* [EXERCISE REQUIREMENTS] Leave out the pictures and copy every record exactly.

* [GIVEN RECORDS]
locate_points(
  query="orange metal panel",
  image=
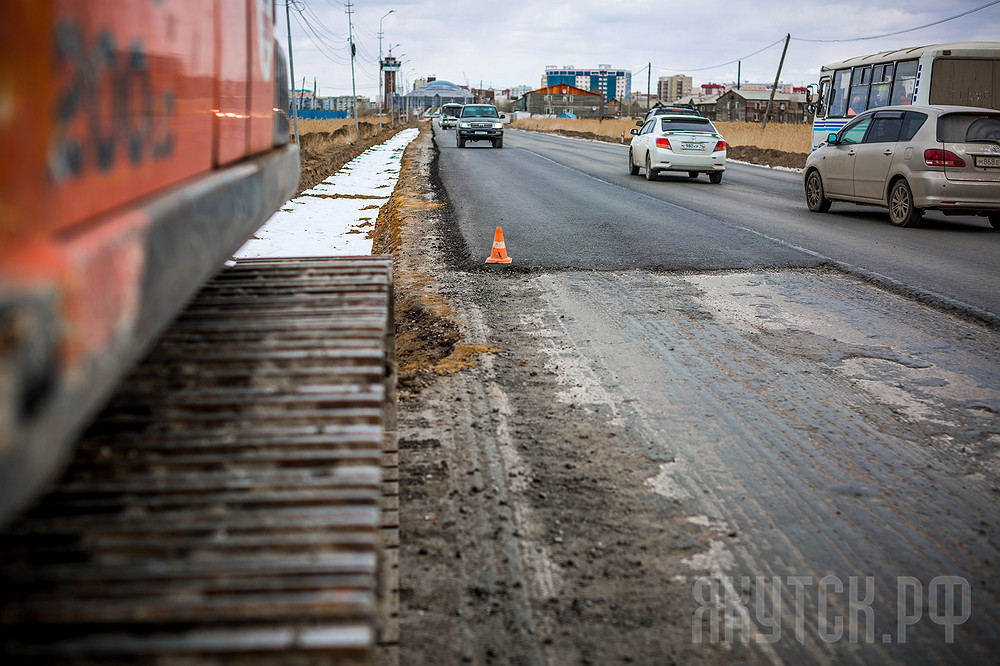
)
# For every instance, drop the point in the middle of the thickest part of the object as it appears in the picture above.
(232, 88)
(119, 94)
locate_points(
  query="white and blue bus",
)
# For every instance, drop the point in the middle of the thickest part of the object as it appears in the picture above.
(963, 73)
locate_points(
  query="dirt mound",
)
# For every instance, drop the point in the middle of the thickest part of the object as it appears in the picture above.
(324, 153)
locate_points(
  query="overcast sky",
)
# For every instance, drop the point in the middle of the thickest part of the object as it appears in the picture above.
(505, 43)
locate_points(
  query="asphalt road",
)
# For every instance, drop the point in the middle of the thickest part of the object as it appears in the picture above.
(814, 457)
(565, 203)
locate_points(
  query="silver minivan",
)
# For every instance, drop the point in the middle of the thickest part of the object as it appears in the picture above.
(910, 159)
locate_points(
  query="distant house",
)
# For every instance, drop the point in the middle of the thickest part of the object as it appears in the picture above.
(705, 104)
(750, 105)
(561, 98)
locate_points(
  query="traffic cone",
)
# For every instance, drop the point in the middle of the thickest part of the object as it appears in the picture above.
(499, 254)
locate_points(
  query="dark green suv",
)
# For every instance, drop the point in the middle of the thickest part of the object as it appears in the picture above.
(479, 122)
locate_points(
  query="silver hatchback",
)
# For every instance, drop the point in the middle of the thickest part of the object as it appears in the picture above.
(910, 159)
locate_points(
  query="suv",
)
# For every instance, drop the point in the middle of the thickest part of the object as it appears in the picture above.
(479, 122)
(449, 115)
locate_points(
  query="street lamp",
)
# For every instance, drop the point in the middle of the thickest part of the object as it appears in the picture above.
(380, 100)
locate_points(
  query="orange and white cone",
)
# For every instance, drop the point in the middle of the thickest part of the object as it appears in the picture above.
(499, 254)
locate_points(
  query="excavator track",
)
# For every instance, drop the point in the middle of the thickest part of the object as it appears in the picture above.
(236, 501)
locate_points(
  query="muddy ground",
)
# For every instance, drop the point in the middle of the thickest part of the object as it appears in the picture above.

* [FULL SOLUTION]
locate_points(
  query="orange metal panel",
  image=
)
# For every instance, drop the point in the middle of the thickest part of the object as it appears in the picture above.
(232, 88)
(119, 94)
locate_points(
  query="white and blue bus",
)
# For every instance, drop the point in the middle of the thickest part of the object as it appears in the picture above.
(963, 73)
locate_points(
  query="dirt mound",
)
# For every instance, drop the point in the middle of the thickest part of the object as it appears in the picture above.
(324, 153)
locate_points(
  query="overcast sky",
)
# For every instance, drop the point in the middle of the thickest part of the object as it appears in the picture above.
(505, 43)
locate_points(
  query="asphalt road",
)
# For every instance, drop the point in the middle of the thickest part of the object as it appears in the picture above.
(814, 457)
(565, 203)
locate_points(
  query="silver minivan",
)
# For every instance, drop the point in the middle of the thickest part of the object as it appears in the picture above.
(910, 159)
locate_points(
  query="distant house",
)
# For every instance, drop the point in the middle of the thickest part of the object as it appears in the picture above.
(705, 104)
(750, 105)
(561, 98)
locate_points(
  query="traffic cone",
)
# For every instance, drop the point in the middle of the thickest part of the object as it appears in the picture above.
(499, 254)
locate_points(
  query="dark green suv",
)
# For every instance, drop the point in the middle of the thickest part of the object as it appears in the picture above.
(479, 122)
locate_points(
  query="silver hatchback",
)
# For every instance, drop the point in the middle of the thickest part of the object as it appears in the picture above.
(910, 159)
locate_points(
  query="suv",
)
# For every instance, drop the point in the middle of the thickest part of the object as it appears in the picture above.
(479, 122)
(449, 115)
locate_points(
  query="street lamp",
)
# For every instance, drop the point in the middle of the thickest part of the object as it appears in the picture above.
(380, 100)
locate_points(
  query="orange and white cone",
)
# For every instance, drop the point in the middle of the thickest part of the object as it appears in the picture above.
(499, 254)
locate_points(
  query="excavator track",
)
# For every instance, drop the point in the middle of the thickest part of the object as it appears in the picture above.
(236, 501)
locate_points(
  query="muddy ground",
)
# For every instance, drop the point in the middle of the thickest part of the object as it appears in the picture above.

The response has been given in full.